**EXERCISE REQUIREMENTS:** Please filter the data down to the lines that include the word "outline" and copy them.

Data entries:

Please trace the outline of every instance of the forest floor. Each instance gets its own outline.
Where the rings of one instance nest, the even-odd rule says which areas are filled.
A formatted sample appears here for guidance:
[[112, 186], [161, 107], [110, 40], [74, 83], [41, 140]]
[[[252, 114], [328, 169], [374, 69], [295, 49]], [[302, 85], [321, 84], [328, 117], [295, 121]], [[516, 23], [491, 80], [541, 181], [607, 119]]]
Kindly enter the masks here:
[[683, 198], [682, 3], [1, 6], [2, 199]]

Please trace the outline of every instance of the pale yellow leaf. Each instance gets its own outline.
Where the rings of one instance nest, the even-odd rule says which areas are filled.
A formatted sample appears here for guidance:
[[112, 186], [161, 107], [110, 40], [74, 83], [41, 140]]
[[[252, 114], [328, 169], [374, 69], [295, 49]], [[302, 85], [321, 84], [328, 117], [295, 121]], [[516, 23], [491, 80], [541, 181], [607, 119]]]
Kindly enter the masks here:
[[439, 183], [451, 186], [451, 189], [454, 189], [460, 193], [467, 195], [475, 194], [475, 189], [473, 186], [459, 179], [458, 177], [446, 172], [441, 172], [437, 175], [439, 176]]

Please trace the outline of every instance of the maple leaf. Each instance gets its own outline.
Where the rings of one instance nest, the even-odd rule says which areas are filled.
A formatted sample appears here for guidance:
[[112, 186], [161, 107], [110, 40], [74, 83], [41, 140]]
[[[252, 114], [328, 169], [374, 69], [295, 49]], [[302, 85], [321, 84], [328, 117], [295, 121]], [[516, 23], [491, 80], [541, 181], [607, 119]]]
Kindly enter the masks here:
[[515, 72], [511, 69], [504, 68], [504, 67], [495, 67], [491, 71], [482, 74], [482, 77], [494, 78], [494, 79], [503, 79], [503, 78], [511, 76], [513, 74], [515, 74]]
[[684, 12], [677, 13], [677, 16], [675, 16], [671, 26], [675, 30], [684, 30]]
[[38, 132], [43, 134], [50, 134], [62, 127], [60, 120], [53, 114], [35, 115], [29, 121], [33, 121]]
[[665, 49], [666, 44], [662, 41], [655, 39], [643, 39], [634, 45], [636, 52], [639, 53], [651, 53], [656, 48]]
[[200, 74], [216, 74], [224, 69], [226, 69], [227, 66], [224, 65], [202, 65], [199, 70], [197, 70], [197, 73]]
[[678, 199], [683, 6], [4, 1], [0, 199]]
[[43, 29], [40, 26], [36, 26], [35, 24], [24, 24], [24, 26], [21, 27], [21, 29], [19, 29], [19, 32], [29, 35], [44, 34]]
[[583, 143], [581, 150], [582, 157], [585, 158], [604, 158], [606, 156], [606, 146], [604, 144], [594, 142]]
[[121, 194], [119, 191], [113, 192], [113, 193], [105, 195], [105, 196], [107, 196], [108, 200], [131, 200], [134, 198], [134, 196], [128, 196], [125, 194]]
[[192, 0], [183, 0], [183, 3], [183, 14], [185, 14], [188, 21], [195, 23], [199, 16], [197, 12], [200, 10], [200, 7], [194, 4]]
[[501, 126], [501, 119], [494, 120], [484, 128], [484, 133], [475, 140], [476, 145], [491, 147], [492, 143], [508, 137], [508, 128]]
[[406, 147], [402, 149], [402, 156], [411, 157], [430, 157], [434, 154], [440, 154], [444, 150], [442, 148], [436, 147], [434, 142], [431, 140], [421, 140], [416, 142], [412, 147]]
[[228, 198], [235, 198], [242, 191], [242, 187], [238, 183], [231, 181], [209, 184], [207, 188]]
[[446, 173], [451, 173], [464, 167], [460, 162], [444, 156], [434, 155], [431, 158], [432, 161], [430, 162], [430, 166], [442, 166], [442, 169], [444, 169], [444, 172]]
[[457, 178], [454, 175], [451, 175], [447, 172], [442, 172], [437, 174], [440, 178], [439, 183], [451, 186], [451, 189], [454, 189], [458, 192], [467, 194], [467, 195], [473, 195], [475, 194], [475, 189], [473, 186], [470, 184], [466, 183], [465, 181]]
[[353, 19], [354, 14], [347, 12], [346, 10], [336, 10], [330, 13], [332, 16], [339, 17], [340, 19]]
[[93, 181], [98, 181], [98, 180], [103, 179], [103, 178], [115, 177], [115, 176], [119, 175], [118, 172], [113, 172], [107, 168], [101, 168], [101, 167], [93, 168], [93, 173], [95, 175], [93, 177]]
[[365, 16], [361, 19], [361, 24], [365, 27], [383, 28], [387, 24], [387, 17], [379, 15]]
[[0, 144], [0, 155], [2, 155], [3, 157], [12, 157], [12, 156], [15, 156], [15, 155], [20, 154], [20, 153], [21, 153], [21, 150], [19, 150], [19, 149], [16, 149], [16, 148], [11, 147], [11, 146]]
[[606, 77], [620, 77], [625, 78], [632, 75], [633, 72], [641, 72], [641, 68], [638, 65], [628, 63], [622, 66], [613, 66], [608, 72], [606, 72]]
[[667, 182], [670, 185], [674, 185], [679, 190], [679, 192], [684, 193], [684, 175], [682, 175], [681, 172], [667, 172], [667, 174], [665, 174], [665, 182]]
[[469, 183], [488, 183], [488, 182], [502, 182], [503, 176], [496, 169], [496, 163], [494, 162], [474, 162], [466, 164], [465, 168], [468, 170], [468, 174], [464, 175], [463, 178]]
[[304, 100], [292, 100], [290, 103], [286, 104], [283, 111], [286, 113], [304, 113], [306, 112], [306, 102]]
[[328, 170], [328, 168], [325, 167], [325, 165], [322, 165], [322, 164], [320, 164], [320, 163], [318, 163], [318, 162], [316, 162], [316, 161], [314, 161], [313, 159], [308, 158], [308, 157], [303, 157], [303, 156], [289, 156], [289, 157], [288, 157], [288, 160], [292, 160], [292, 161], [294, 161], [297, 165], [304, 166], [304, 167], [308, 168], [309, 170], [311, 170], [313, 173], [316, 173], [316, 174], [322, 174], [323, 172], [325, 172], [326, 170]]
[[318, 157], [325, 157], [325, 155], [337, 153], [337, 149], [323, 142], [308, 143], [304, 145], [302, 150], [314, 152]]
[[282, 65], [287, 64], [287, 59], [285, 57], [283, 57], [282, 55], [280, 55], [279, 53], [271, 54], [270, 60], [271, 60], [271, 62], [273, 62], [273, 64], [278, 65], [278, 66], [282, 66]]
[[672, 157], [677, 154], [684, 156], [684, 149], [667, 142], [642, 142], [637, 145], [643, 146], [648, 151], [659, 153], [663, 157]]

**TASK OUTPUT:**
Please trace the outline of every instance of the forest floor. Each instance gets its own outline.
Please trace the outline of every instance of the pale yellow leaf. Each instance gets its own outline.
Please trace the outline of every instance of the maple leaf. Each instance gets its own outline.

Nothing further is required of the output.